** Records supplied follows **

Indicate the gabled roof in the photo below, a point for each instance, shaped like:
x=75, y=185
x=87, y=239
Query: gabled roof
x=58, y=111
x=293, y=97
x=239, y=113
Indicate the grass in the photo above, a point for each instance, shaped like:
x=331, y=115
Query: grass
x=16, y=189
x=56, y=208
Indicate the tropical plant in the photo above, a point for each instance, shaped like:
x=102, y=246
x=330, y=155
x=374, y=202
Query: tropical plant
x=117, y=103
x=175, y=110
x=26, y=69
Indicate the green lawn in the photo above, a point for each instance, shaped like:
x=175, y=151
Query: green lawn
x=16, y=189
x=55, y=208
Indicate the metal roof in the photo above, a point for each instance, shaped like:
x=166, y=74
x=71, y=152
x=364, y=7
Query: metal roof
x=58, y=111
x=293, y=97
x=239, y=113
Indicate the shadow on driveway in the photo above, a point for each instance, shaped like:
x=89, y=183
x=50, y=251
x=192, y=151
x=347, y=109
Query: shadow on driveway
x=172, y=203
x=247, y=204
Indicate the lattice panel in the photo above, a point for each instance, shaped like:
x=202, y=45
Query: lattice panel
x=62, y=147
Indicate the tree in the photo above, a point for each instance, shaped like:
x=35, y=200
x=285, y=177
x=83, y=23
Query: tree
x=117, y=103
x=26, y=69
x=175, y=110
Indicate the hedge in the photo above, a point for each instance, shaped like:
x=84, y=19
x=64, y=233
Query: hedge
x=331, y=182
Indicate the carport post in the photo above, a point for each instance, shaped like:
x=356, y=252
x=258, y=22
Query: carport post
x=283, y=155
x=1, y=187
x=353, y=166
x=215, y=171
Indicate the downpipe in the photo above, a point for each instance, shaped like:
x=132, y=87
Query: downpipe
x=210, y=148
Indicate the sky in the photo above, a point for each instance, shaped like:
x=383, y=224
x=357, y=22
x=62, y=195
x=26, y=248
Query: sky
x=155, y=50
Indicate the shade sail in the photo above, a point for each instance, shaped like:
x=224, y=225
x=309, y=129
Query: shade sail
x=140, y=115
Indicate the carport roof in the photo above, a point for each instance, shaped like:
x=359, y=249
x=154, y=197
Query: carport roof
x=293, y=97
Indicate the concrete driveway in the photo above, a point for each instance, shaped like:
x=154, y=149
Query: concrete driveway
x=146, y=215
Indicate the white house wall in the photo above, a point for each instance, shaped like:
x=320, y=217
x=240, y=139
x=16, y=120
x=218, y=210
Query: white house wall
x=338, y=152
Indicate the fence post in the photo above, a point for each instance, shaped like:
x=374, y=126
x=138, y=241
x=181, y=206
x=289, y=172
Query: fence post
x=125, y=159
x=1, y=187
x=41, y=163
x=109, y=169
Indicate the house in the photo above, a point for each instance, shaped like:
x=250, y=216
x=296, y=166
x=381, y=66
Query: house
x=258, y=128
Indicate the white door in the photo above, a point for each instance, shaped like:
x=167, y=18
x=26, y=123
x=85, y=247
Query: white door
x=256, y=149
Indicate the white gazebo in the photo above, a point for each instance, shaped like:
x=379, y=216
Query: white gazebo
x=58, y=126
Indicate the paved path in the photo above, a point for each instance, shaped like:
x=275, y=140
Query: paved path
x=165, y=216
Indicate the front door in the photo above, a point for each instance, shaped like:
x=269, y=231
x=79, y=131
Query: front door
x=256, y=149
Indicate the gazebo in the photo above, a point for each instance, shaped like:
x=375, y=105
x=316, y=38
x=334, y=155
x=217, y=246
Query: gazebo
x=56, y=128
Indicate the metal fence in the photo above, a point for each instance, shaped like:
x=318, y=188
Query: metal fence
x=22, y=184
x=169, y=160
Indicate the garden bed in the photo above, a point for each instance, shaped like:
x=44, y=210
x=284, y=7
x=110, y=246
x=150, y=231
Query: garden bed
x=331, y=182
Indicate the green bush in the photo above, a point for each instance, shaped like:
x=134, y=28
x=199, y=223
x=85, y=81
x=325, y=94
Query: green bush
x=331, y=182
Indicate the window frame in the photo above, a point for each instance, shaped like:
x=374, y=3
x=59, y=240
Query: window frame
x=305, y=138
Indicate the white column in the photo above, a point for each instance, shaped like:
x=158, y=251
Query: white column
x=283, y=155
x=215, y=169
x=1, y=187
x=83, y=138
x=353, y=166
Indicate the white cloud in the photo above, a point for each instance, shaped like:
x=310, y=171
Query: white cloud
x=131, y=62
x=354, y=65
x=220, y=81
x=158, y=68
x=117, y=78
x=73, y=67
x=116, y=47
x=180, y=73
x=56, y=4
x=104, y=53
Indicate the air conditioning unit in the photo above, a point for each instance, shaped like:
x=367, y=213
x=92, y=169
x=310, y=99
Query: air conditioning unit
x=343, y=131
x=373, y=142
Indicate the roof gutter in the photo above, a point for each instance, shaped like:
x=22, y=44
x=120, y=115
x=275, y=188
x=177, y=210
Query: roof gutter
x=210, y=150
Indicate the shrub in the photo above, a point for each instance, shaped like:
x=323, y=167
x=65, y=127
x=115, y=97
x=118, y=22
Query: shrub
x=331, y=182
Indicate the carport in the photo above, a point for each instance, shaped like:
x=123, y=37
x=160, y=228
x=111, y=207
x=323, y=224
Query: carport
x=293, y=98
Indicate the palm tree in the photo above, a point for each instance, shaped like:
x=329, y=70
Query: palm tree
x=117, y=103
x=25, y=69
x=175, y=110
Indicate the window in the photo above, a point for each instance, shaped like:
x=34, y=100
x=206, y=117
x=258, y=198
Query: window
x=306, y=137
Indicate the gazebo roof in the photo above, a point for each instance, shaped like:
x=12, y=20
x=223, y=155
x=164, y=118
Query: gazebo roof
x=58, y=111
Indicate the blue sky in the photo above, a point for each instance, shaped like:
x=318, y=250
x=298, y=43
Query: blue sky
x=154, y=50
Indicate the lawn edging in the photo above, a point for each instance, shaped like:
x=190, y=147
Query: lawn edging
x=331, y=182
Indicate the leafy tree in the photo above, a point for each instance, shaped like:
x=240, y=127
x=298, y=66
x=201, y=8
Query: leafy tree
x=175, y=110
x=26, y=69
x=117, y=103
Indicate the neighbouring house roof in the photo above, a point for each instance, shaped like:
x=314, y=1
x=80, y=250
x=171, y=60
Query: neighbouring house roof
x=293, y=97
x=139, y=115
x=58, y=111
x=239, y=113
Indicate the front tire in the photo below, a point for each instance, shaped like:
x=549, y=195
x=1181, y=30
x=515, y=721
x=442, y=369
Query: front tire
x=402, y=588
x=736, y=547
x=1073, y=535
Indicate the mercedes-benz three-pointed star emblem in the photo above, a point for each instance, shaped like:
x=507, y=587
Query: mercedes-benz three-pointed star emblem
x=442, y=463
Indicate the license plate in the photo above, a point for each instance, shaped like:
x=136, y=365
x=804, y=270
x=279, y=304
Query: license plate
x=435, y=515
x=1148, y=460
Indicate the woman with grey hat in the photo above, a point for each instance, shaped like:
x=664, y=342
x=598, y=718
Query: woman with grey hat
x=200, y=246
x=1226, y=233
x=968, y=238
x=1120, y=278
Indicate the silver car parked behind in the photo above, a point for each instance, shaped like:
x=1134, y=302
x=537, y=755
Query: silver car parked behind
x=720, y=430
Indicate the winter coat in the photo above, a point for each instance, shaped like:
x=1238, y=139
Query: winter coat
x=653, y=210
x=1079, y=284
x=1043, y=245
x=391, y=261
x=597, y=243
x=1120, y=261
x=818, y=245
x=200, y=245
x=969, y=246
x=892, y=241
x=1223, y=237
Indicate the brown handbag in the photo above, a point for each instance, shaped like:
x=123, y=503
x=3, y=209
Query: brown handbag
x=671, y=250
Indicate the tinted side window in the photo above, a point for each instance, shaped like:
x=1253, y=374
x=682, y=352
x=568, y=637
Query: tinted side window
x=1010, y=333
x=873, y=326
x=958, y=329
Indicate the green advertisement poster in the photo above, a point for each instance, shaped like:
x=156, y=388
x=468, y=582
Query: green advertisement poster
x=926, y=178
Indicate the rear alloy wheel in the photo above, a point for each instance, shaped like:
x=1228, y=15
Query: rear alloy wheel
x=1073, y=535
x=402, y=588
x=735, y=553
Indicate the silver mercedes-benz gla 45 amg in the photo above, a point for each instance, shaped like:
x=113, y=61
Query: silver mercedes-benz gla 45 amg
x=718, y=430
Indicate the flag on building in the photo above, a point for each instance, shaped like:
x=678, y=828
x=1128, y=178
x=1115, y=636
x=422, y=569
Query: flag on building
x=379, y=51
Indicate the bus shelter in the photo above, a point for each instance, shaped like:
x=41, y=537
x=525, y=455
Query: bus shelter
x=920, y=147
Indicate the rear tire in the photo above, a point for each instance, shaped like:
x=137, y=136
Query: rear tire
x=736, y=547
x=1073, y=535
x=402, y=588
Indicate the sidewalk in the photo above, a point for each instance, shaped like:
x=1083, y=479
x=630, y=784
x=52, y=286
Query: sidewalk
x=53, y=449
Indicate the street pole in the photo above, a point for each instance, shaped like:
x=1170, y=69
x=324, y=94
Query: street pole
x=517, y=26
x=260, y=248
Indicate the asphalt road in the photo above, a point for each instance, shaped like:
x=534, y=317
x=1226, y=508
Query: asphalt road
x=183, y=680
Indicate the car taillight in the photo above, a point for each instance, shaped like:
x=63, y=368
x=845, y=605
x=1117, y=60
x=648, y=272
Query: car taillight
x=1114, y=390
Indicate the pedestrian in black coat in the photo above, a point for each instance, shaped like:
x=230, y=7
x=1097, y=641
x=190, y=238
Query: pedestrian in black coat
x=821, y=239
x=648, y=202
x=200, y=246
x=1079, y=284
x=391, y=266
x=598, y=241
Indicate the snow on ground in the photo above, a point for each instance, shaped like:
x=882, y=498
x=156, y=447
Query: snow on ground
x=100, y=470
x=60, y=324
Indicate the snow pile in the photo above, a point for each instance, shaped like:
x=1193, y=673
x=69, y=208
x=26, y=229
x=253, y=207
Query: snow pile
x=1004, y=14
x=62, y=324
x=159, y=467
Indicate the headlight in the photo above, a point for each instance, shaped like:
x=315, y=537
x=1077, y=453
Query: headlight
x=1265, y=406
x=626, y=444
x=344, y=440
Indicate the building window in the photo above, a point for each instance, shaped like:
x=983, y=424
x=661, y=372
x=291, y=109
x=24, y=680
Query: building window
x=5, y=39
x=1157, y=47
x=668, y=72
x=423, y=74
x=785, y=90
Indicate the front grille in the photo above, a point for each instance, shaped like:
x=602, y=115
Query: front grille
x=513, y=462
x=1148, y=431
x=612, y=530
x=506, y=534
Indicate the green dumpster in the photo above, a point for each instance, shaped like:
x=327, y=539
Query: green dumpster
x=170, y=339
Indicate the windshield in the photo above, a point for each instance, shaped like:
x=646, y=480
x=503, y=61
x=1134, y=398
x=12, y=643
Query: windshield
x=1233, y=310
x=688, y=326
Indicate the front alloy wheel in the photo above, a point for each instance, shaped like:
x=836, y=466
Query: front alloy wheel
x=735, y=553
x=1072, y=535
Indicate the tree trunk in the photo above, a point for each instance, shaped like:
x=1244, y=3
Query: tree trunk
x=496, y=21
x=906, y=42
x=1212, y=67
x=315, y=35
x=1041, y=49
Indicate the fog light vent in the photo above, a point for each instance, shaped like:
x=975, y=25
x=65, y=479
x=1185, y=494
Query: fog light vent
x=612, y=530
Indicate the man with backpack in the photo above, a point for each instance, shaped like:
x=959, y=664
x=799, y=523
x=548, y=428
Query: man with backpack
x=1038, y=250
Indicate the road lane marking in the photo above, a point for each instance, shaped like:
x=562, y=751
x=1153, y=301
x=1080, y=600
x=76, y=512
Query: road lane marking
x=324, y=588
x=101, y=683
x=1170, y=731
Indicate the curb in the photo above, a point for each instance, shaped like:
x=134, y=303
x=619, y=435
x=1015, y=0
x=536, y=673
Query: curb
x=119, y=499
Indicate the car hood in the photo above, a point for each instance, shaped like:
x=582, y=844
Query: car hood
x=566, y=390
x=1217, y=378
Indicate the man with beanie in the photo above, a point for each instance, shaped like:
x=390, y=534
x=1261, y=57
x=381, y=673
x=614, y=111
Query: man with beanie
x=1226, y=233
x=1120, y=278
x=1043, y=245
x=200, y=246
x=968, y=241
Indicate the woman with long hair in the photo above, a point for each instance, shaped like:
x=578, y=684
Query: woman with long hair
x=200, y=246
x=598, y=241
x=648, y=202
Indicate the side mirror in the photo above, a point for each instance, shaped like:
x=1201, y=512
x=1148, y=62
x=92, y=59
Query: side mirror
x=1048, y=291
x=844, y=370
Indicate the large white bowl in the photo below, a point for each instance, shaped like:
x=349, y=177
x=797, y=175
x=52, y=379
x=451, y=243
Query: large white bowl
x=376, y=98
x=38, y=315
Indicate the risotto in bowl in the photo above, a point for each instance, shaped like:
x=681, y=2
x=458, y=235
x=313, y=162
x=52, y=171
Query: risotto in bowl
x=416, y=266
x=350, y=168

** End of Records supplied **

• **Task description**: Would you copy out every line in the records that includes the string "below"?

• **Solved exercise**:
Indicate the gabled roof in the photo below, a point for each instance, shaped like:
Indicate the front tire in the photo below, a point for each instance, shaped like:
Indicate the large white bowl in the photo below, a point for each instance, shaped like:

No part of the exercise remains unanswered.